* **Material provided**
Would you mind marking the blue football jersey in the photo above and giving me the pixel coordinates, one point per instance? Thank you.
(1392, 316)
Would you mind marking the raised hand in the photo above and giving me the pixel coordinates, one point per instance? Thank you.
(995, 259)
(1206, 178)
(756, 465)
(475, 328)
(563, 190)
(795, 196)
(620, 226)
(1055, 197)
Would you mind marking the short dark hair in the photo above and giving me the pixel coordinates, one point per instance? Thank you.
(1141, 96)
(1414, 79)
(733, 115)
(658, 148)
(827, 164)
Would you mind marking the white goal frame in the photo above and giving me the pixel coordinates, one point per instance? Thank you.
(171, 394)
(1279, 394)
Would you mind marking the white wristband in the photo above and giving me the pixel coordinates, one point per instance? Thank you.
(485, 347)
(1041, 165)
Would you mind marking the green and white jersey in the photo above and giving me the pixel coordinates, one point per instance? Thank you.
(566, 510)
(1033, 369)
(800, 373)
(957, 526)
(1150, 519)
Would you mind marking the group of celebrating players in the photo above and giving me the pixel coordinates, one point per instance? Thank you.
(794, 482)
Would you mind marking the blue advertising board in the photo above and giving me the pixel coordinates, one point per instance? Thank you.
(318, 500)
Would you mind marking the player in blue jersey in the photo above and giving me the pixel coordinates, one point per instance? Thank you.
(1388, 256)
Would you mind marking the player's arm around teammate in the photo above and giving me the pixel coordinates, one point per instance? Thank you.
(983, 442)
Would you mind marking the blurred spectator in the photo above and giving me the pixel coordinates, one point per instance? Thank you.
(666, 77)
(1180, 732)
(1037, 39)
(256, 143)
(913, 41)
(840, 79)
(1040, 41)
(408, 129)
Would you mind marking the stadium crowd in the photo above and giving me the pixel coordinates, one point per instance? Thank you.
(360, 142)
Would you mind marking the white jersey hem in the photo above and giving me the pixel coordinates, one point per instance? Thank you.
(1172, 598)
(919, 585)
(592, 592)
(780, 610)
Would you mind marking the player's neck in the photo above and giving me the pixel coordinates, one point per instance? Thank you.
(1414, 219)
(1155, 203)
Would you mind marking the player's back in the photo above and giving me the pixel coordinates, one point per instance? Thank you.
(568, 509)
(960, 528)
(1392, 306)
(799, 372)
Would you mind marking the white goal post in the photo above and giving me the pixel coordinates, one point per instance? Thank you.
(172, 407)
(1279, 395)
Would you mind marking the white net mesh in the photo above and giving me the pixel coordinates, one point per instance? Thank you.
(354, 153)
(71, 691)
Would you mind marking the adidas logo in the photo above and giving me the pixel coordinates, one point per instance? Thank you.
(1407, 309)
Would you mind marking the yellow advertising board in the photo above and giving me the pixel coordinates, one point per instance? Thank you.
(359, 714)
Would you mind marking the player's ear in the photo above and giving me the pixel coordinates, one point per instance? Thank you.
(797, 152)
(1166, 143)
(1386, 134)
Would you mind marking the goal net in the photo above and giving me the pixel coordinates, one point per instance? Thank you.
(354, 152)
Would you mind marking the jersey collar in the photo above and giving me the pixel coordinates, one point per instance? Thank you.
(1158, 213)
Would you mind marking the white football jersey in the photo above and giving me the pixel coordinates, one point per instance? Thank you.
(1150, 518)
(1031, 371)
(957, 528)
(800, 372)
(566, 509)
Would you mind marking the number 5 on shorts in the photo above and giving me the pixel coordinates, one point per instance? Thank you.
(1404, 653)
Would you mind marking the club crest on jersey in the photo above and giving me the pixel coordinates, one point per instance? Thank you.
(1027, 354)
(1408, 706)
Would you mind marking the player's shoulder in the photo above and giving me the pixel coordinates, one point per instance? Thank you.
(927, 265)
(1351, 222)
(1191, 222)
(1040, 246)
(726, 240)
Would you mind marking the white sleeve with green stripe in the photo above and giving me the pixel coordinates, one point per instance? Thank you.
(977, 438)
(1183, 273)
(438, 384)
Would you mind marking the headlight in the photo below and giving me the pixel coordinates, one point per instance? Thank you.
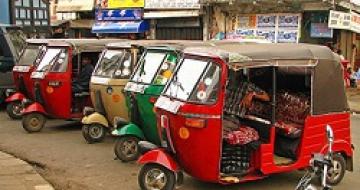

* **Objective**
Update the data from the line with "Would you mind marking the blurred" up to and including the line with "(1155, 203)", changing "stadium crowd" to "packed stands" and leaving everything else as it is. Give back only those lines.

* **Completed exercise**
Would you mind marking the blurred spectator in the photo above and giving me the pixel coordinates, one point per instance? Thank you.
(666, 77)
(1180, 732)
(1037, 39)
(256, 143)
(913, 41)
(840, 79)
(1040, 41)
(408, 129)
Would you mind marking the packed stands in the photo above and giving me the pixel coordinates, one point per instance? Thank you.
(360, 142)
Would you mind marking the white jersey hem in the photo above and giving me the pixel coordinates, one point per instance? Thank you.
(1172, 598)
(919, 585)
(592, 592)
(780, 610)
Would you mind marking the player's neck in the photo above and giving me the pixel coordinates, one point per instance? Thank you.
(1414, 219)
(1155, 203)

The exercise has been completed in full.